BEGIN MATERIAL PROVIDED

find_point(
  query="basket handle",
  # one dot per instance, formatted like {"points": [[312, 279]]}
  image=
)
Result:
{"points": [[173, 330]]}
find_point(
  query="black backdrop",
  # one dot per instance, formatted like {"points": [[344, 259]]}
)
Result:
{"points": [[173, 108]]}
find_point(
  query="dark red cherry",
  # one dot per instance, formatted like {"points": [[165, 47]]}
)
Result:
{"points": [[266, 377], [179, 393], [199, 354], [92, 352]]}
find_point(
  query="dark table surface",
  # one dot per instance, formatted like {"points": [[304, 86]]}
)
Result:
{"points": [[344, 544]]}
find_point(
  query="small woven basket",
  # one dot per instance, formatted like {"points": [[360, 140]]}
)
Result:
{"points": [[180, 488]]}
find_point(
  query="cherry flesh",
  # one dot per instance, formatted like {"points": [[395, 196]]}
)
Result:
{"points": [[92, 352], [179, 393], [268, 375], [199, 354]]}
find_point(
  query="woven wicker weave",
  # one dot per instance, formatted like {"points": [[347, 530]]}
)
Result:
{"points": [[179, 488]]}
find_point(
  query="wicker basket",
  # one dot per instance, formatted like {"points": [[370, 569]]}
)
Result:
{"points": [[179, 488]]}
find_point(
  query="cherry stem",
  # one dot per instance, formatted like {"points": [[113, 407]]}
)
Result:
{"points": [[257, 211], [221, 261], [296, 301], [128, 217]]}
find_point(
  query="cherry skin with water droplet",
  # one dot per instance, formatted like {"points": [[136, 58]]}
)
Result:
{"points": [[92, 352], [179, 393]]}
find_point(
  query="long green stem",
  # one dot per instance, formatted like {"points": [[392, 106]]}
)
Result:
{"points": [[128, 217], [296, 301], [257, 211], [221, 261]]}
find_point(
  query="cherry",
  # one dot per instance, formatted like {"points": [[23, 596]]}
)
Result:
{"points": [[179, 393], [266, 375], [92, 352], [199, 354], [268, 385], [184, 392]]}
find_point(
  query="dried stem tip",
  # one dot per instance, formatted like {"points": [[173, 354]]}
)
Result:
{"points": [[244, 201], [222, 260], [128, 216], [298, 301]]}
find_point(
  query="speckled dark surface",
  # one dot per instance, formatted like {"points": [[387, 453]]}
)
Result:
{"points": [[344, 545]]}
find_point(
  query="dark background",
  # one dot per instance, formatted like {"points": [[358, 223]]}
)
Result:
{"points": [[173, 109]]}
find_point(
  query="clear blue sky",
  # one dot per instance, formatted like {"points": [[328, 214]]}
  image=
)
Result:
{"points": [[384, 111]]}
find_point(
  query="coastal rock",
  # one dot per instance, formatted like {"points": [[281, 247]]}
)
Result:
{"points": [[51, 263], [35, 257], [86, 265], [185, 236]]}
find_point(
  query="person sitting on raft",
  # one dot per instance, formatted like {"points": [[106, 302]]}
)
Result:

END MATERIAL PROVIDED

* **PROBLEM DETAILS**
Reproduce each entry precisely, so that nothing differs from the original.

* **RESULT OF THE TASK**
find_point(
  query="basket handle",
  # one dot per instance, formatted like {"points": [[312, 279]]}
  image=
)
Result:
{"points": [[173, 330]]}
find_point(
  query="black backdrop",
  # one dot per instance, formatted like {"points": [[344, 259]]}
)
Result:
{"points": [[173, 108]]}
find_point(
  query="dark red cherry",
  # one dot per instance, formatted like {"points": [[165, 47]]}
)
Result:
{"points": [[266, 377], [179, 393], [199, 354], [92, 352]]}
find_point(
  query="dark table surface",
  # one dot per instance, formatted like {"points": [[304, 86]]}
)
Result:
{"points": [[344, 544]]}
find_point(
  query="small woven basket",
  # one dot per instance, formatted like {"points": [[360, 140]]}
)
Result:
{"points": [[180, 488]]}
find_point(
  query="cherry flesh",
  # one dot per instance, formatted like {"points": [[395, 196]]}
)
Result:
{"points": [[92, 352], [179, 393], [268, 375], [199, 354]]}
find_point(
  query="woven wicker weave",
  # one dot per instance, formatted like {"points": [[347, 530]]}
)
Result:
{"points": [[179, 488]]}
find_point(
  query="wicker basket",
  # one dot per instance, formatted like {"points": [[370, 569]]}
)
Result:
{"points": [[179, 488]]}
find_point(
  query="cherry stem",
  # one dot per instance, formatted like {"points": [[113, 407]]}
)
Result:
{"points": [[257, 211], [221, 261], [296, 301], [128, 217]]}
find_point(
  query="cherry skin with water droplet",
  # one dot per instance, formatted like {"points": [[136, 58]]}
)
Result:
{"points": [[92, 352], [179, 393]]}
find_point(
  query="long green stem",
  # one dot per instance, formatted like {"points": [[392, 106]]}
)
Result:
{"points": [[128, 217], [296, 301], [257, 211], [221, 261]]}
find_point(
  query="cherry",
  # one dot per instance, formatted like {"points": [[23, 596]]}
)
Result:
{"points": [[179, 393], [266, 375], [92, 352], [199, 354], [268, 385], [184, 392]]}
find_point(
  query="dried stem tip",
  # one dot per instance, formatted like {"points": [[173, 354]]}
)
Result:
{"points": [[244, 201], [222, 260], [128, 216], [298, 301]]}
find_point(
  query="speckled dark surface",
  # one dot per instance, formatted like {"points": [[387, 453]]}
)
Result:
{"points": [[344, 545]]}
find_point(
  query="dark background",
  # one dot per instance, formatted like {"points": [[358, 223]]}
)
Result:
{"points": [[173, 109]]}
find_point(
  query="clear blue sky",
  # one dot per instance, formatted like {"points": [[328, 214]]}
  image=
)
Result:
{"points": [[384, 111]]}
find_point(
  query="coastal rock",
  # one dot per instance, formatted like {"points": [[281, 247]]}
)
Result:
{"points": [[51, 263], [35, 257], [86, 265], [185, 236]]}
find_point(
  query="person sitting on raft",
  # one dot per instance, formatted like {"points": [[106, 302]]}
)
Result:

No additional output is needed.